◆ **Your objective**
Copy out, exactly as given, every line from the line with "Check that each instance of the red wall" to the end of the listing, both of those lines included.

____ Material for this exercise

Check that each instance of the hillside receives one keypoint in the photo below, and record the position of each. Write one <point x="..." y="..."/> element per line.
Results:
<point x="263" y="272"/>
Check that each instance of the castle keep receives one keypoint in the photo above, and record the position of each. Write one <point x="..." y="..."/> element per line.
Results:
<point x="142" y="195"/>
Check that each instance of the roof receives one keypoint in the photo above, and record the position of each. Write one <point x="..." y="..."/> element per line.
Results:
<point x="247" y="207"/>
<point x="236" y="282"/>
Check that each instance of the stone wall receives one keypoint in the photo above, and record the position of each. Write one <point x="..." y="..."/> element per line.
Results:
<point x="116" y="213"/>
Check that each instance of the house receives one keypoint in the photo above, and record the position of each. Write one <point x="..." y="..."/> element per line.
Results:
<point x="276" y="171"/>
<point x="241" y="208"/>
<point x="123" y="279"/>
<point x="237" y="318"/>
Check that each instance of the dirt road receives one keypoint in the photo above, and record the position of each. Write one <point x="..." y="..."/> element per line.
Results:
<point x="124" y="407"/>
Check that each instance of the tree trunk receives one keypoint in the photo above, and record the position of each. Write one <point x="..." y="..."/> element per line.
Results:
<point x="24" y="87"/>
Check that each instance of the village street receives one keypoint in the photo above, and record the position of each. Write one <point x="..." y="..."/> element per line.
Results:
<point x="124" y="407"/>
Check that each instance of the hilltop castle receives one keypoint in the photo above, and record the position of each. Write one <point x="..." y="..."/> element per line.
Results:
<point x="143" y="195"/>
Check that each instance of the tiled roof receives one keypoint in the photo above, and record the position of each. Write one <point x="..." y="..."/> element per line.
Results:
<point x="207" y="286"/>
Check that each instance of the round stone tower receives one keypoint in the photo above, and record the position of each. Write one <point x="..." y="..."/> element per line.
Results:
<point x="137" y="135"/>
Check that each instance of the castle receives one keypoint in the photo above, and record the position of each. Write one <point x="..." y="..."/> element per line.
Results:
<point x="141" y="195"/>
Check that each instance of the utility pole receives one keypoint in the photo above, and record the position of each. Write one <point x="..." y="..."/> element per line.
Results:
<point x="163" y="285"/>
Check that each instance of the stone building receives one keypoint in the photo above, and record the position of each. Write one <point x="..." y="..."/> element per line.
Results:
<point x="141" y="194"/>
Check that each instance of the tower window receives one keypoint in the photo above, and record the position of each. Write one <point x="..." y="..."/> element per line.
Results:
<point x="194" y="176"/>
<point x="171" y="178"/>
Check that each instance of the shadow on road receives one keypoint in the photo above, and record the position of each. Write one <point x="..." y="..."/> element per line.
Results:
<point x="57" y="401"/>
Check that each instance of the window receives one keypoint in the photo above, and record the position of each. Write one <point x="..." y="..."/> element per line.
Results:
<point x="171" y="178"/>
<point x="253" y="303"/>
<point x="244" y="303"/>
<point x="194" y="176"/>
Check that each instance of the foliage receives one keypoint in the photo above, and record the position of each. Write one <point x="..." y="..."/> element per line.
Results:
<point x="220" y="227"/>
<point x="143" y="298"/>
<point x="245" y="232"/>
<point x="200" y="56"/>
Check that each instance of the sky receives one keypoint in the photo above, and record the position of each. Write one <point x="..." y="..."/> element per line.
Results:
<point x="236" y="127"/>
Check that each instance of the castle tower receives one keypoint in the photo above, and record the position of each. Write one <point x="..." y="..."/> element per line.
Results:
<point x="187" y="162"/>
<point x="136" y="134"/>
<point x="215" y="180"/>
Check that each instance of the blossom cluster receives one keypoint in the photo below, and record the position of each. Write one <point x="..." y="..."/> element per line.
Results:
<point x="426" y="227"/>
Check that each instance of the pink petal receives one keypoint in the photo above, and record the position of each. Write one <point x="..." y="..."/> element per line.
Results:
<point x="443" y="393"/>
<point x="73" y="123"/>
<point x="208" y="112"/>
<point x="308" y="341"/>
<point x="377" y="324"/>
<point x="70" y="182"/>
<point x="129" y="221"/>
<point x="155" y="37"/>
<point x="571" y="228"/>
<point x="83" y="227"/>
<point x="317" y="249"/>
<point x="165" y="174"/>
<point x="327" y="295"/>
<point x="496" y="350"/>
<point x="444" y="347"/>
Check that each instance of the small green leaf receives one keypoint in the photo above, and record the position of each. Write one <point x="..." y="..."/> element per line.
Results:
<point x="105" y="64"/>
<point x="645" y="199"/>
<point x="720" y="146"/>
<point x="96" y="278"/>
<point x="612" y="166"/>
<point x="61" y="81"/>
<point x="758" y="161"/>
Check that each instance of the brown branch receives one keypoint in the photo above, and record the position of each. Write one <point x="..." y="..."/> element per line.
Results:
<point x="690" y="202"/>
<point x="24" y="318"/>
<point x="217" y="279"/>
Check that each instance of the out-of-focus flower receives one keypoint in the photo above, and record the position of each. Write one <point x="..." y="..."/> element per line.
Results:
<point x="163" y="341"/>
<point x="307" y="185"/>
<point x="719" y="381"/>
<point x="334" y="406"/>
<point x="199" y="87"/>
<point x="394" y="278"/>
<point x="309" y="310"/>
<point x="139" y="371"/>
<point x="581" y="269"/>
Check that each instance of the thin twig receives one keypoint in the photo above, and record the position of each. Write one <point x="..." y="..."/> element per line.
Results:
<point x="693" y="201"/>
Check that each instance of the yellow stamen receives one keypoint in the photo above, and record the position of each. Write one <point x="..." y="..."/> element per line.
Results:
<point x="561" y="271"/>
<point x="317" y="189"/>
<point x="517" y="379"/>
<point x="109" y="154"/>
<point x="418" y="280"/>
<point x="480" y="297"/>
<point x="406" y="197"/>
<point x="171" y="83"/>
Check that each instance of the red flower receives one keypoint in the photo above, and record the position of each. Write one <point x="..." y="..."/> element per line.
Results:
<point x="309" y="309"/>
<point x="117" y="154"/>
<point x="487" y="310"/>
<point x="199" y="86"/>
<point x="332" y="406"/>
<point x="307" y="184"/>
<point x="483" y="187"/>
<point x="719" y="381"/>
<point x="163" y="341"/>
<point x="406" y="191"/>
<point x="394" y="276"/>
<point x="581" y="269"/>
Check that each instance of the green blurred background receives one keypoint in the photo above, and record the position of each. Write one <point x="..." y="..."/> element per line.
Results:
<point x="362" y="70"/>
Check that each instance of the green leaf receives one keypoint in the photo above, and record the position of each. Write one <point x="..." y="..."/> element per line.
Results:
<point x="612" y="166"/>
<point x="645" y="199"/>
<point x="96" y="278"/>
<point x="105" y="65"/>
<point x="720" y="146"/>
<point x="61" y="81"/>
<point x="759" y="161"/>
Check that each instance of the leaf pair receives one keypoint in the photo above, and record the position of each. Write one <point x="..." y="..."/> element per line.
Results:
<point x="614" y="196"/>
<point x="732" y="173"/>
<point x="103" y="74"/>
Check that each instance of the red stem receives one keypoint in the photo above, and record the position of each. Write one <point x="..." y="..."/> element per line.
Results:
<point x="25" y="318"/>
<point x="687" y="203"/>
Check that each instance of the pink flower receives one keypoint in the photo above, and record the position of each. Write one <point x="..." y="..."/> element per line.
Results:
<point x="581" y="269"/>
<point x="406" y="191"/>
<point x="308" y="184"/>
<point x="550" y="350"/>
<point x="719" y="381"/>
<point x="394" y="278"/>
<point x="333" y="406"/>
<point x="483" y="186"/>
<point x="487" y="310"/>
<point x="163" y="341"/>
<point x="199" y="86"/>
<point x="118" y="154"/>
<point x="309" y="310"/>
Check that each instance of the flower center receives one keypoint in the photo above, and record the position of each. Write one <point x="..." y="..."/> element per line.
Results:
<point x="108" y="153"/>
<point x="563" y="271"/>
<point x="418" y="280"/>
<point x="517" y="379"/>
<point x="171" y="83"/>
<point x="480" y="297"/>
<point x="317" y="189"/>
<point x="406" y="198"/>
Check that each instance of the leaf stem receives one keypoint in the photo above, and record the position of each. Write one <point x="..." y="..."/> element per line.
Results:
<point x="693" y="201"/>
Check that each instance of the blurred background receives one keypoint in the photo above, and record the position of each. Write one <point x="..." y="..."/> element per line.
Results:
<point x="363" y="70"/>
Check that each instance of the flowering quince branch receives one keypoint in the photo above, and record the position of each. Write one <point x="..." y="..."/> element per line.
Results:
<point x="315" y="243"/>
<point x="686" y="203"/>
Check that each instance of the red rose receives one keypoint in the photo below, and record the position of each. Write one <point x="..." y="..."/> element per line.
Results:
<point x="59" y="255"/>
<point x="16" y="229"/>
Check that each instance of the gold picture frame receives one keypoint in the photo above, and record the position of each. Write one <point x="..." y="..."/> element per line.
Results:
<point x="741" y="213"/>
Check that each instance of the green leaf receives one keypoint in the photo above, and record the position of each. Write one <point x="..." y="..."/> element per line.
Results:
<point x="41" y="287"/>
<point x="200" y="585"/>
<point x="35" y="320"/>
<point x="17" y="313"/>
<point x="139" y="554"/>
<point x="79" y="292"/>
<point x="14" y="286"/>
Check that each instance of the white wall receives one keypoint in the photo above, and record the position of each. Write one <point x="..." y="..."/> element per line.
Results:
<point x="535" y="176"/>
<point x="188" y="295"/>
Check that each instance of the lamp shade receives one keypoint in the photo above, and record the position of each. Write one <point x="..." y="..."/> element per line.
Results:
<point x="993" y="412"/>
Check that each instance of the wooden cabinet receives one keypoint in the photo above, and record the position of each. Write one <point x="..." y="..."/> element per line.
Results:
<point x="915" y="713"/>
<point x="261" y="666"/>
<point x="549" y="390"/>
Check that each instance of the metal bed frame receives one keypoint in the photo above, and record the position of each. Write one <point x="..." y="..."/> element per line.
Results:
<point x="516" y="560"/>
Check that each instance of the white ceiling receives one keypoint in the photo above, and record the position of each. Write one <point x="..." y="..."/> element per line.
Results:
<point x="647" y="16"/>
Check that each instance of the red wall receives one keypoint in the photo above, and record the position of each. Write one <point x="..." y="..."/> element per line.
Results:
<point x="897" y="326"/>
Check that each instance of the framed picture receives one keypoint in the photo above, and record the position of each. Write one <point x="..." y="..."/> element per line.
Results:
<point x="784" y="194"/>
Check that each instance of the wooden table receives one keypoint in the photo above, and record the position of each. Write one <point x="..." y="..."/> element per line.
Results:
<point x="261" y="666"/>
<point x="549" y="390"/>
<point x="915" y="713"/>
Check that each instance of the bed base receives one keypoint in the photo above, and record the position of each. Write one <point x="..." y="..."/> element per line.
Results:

________

◆ **Solution for this problem**
Check that each instance of the red wall receives one keypoint in the photo above, and record the position of each. Write one <point x="..." y="..."/> element per line.
Results:
<point x="897" y="326"/>
Check that each instance of the framed picture receives one keypoint in the photo above, and record the position of each. Write one <point x="..." y="..."/> element per line.
Results:
<point x="784" y="194"/>
Check that each instance of the wooden table receives one keypoint in the photo above, and record the position of each. Write one <point x="..." y="..."/> element per line.
Results:
<point x="261" y="666"/>
<point x="549" y="390"/>
<point x="915" y="713"/>
Check that each instance of the bed base receives one keypoint in the photo above, and record the position of each. Write one <point x="..." y="..."/> element per line.
Results:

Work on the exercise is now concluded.